SELECTED PASSAGE:
>>>>
James A. Lindsay, a Ph.D. in mathematics, now facetiously describes himself as a “renegade gender scholar” in the wake of a systematic academic hoax he and two colleagues recently pulled off. Lindsay’s the author of Dot, Dot, Dot: Infinity Plus God Equals Folly, Everybody Is Wrong About God, Life in Light of Death, and God Doesn’t; We Do: Only Humans Can Solve Human Challenges Download. He recently participated in the following email interview with Splice Today.
Splice Today: You've been busy since our last interview about you and your colleague, Prof. Peter Boghossian, concocting the “conceptual penis” hoax you used to illustrate the lax standards of certain academic journals. I see that now you’re focused on what you call grievance studies. Let's start of by defining what that means. Also, did you coin this term?
James Lindsay: To my knowledge, I did coin the term. I've been watching the conversations in the cultural space around topics like gender studies, race studies, and other cultural studies disciplines that seem to come from a position that makes everything "problematic," like they're somehow aggrieved, and I wanted a simple catch-all term for it. Because they're cultural studies disciplines that focus on grievances, I settled on grievance studies.
ST: Are these grievance studies bona fide academic disciplines?
JL: Thinking in terms of disciplines isn't the best way to think of grievance studies. It's more of a way of thinking about the world. Academics would identify what we're calling "grievance studies" with what's known as "critical constructivism."
ST: During an appearance on Joe Rogan's podcast, you described yourself as a renegade gender scholar.
<<<<
TASK SET:
**a)** Which people are named in the interview about grievance studies? List every one.
**b)** Repeat the interview about grievance studies word for word, starting at "Splice Today: You've" and ending at "fide academic disciplines?".
**c)** Can you go on with the interview about grievance studies from the point where it stops?

DATA RECORDS:
>>>>
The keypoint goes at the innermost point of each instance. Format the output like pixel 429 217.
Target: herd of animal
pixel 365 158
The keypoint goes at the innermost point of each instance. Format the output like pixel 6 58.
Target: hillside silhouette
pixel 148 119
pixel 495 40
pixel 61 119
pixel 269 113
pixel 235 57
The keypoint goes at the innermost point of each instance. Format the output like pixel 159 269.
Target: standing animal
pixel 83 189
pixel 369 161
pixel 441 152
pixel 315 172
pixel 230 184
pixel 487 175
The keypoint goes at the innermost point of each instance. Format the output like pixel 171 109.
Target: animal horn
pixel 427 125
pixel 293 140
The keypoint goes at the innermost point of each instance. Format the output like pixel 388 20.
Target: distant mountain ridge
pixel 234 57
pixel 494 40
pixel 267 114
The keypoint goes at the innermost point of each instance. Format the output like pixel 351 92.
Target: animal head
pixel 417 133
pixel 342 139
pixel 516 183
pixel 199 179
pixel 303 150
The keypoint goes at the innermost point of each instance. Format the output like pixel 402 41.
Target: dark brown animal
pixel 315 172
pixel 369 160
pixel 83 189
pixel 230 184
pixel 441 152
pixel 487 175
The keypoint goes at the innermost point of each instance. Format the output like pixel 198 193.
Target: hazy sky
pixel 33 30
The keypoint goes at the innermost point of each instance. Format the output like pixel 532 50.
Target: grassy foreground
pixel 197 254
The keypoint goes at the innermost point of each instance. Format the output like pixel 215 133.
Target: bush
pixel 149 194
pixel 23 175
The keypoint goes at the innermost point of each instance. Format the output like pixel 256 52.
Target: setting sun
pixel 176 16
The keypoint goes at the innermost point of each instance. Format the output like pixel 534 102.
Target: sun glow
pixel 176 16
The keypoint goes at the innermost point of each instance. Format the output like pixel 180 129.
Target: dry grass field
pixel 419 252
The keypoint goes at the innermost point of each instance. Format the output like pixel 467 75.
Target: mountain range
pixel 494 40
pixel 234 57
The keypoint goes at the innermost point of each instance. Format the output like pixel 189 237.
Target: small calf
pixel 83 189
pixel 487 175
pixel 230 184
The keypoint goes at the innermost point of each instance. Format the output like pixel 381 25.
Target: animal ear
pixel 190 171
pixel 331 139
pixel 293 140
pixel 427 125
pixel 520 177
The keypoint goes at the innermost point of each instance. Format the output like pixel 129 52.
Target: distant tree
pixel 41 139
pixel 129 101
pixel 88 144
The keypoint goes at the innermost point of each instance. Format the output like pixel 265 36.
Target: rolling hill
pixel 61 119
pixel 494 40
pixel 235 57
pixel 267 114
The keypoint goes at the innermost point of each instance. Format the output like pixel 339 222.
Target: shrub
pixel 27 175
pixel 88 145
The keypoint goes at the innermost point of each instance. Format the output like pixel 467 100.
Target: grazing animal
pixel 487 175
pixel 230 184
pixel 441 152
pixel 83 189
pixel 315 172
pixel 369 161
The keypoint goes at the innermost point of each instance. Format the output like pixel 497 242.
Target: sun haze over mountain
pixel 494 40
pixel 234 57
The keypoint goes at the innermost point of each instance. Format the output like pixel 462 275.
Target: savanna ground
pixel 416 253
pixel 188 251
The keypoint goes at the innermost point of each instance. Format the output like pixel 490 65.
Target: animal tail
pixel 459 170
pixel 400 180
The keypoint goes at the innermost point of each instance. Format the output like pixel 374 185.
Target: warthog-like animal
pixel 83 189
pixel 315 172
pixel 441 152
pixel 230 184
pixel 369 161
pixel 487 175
<<<<
ANSWERS TO THE PROBLEMS:
**a)** James A. Lindsay, Peter Boghossian, Joe Rogan

**b)**
Splice Today: You've been busy since our last interview about you and your colleague, Prof. Peter Boghossian, concocting the “conceptual penis” hoax you used to illustrate the lax standards of certain academic journals. I see that now you’re focused on what you call grievance studies. Let's start of by defining what that means. Also, did you coin this term?
James Lindsay: To my knowledge, I did coin the term. I've been watching the conversations in the cultural space around topics like gender studies, race studies, and other cultural studies disciplines that seem to come from a position that makes everything "problematic," like they're somehow aggrieved, and I wanted a simple catch-all term for it. Because they're cultural studies disciplines that focus on grievances, I settled on grievance studies.
ST: Are these grievance studies bona fide academic disciplines?

**c)**
JL: Well, the term "renegade gender scholar" is a bit of a joke, given my role in the Grievance Studies Affair, but it has a nugget of truth to it, of course.
ST: You used to be a math professor. Could you briefly discuss the career journey that has brought you to your present work?
JL: To be clear, I was never a math professor, although I did teach mathematics at a few colleges and universities for a number of years, up until 2010.
ST: Are you tired of academia?
JL: I left academia for a number of reasons having to do with taking responsibility for personal commitments, and so I started studying philosophy and psychology to try to understand better why so many people around me are so religious—I live in the Southeastern US. I had always wondered.
ST: And where did this lead you?
JL: Over the years, this led to me being quite involved in cultural conversations, and I noticed a lot of peculiarities in how topics like racism and sexism were discussed, probably in 2014 or so for the first time. That led me to start looking into the scholarship we eventually aimed to understand and expose in our Grievance Studies Affair work.
ST: Yes, so many aspects of progressivism are now starting to resemble faith-based religions. Do you think that grievance studies should be eliminated across the board in The Academy?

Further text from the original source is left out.